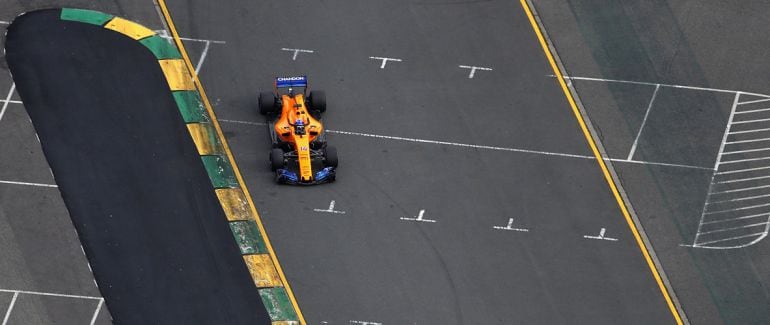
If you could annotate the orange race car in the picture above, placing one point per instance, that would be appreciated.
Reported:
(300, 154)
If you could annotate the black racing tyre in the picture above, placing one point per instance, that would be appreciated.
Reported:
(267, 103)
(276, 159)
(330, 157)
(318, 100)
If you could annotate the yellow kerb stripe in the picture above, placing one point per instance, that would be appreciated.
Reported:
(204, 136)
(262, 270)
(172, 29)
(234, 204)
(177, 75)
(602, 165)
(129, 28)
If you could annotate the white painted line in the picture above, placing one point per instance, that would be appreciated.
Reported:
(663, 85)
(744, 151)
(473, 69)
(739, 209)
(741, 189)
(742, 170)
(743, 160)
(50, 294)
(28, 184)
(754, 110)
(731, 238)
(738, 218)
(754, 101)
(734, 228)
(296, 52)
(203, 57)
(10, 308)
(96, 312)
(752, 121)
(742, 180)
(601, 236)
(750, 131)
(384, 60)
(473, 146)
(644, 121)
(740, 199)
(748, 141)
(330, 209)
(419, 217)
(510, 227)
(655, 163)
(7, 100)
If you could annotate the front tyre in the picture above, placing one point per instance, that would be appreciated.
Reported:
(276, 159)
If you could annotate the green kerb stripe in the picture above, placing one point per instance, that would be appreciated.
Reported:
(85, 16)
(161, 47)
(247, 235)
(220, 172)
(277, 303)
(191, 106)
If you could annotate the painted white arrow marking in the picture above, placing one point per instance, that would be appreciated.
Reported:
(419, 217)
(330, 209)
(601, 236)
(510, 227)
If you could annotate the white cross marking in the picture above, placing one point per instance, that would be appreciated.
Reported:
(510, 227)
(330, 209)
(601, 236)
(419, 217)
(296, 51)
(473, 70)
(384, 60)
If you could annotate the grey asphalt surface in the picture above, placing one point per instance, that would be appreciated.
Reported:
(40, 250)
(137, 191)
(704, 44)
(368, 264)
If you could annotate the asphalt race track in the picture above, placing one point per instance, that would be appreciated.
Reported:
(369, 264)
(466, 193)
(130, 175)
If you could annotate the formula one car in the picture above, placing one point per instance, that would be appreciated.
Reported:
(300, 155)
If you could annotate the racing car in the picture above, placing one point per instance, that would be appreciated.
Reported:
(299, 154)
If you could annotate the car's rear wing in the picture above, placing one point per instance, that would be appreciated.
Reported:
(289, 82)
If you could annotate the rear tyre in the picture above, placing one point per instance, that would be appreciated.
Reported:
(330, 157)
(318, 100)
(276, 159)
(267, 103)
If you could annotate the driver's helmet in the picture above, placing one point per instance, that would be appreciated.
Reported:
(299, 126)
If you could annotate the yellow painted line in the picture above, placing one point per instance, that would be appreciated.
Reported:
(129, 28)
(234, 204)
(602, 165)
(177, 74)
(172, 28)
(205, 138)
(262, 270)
━━━
• [Description of the task]: The expected output is every line of the data, unchanged, with the pictures skipped.

• [Your solution]:
If you could annotate the orange race car in the picture above, placing one point per instance, that would be appreciated.
Reported:
(300, 154)
If you could annotate the black racing tyre in the picture above, placing one point per instance, that would be appreciated.
Reported:
(267, 103)
(276, 159)
(330, 157)
(318, 100)
If you could annotate the yellow kerb stripe in the picture above, placing one point per instance, that would be appreciated.
Reported:
(204, 136)
(262, 270)
(172, 29)
(234, 204)
(177, 75)
(602, 165)
(129, 28)
If you could annotate the white painted line in the picture above, placing one point per instance, that would be appreciated.
Reported:
(663, 85)
(744, 151)
(473, 69)
(739, 209)
(741, 189)
(742, 170)
(743, 160)
(50, 294)
(28, 184)
(754, 110)
(731, 238)
(738, 218)
(754, 101)
(734, 228)
(296, 52)
(203, 57)
(10, 308)
(96, 312)
(752, 121)
(742, 180)
(601, 236)
(750, 131)
(384, 60)
(473, 146)
(644, 121)
(740, 199)
(748, 141)
(330, 209)
(419, 217)
(510, 227)
(655, 163)
(7, 100)
If you could annotate the front tyre in the picture above, placing one point per instance, that would be appreciated.
Reported:
(276, 159)
If you could annotate the green kerb stripe in the picture above, placing one point per instance, that would be appreciated.
Reported:
(85, 16)
(161, 47)
(247, 235)
(220, 172)
(277, 303)
(191, 106)
If you could annotate the painted white arrow marking in the picture above, placing one point per instance, that would be appreciated.
Reported:
(419, 217)
(330, 209)
(601, 236)
(510, 227)
If you could annotate the white cross marking in the picture above, placing one point per instance, that would be appreciated.
Reported:
(510, 227)
(330, 209)
(601, 236)
(419, 217)
(296, 51)
(473, 70)
(384, 60)
If you could annotate the grey asphalt surface in the picture above, placing one point per instance, that would be appreciated.
Reported:
(40, 250)
(137, 191)
(704, 44)
(368, 264)
If you could annotate the asphalt race track in the picture above, placing one point per instance, that would be appreciated.
Reported:
(369, 264)
(466, 193)
(130, 175)
If you could annotate the formula one car in the picture above, placing one point per instance, that would be appreciated.
Reported:
(300, 155)
If you could annotate the racing car in the picture above, placing one point per instance, that would be appreciated.
Reported:
(299, 154)
If you could annotate the car's rear wing in the picture above, placing one point per instance, that would be appreciated.
Reported:
(289, 82)
If you could annotate the rear tyre in the picture above, placing one point per instance, that would be appreciated.
Reported:
(330, 157)
(318, 100)
(276, 159)
(267, 103)
If you could annotate the driver's helmet in the picture above, placing one point per instance, that would be appreciated.
Reported:
(299, 126)
If you could annotate the yellow painted line in the picture above, placing one point per instance, that would be appreciated.
Reported:
(129, 28)
(234, 204)
(602, 165)
(177, 74)
(172, 28)
(205, 138)
(262, 270)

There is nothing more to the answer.